##### Available data #####
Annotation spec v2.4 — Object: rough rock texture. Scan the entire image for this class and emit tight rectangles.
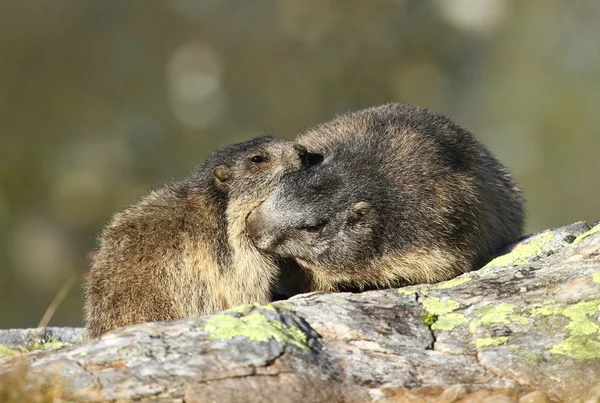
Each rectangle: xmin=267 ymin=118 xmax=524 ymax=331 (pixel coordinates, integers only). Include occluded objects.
xmin=1 ymin=221 xmax=600 ymax=402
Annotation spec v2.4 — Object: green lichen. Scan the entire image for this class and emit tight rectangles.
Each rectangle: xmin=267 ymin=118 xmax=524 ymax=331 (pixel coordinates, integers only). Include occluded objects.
xmin=571 ymin=224 xmax=600 ymax=246
xmin=433 ymin=276 xmax=471 ymax=289
xmin=482 ymin=232 xmax=553 ymax=269
xmin=532 ymin=299 xmax=600 ymax=336
xmin=514 ymin=347 xmax=545 ymax=365
xmin=272 ymin=301 xmax=293 ymax=309
xmin=469 ymin=303 xmax=529 ymax=332
xmin=29 ymin=341 xmax=70 ymax=351
xmin=0 ymin=344 xmax=18 ymax=357
xmin=227 ymin=303 xmax=276 ymax=313
xmin=531 ymin=305 xmax=563 ymax=316
xmin=531 ymin=299 xmax=600 ymax=360
xmin=422 ymin=297 xmax=461 ymax=315
xmin=204 ymin=312 xmax=309 ymax=349
xmin=328 ymin=297 xmax=349 ymax=305
xmin=423 ymin=312 xmax=437 ymax=327
xmin=431 ymin=313 xmax=467 ymax=331
xmin=475 ymin=336 xmax=508 ymax=348
xmin=593 ymin=272 xmax=600 ymax=285
xmin=562 ymin=299 xmax=600 ymax=336
xmin=550 ymin=336 xmax=600 ymax=360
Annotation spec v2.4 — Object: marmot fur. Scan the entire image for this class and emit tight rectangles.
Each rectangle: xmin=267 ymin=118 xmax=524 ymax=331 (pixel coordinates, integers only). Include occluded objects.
#####
◆ Problem description
Using the records above, find and show each line with the string "entire".

◆ Exercise answer
Annotation spec v2.4 — Object: rough rock texture. Scan the entire image for this class and emit tight rectangles.
Annotation spec v2.4 — Object: green lichen. Scan the entire image for this class and emit tight rectangles.
Annotation spec v2.4 — Object: marmot fur. Scan the entire image for this class and emit tight rectangles.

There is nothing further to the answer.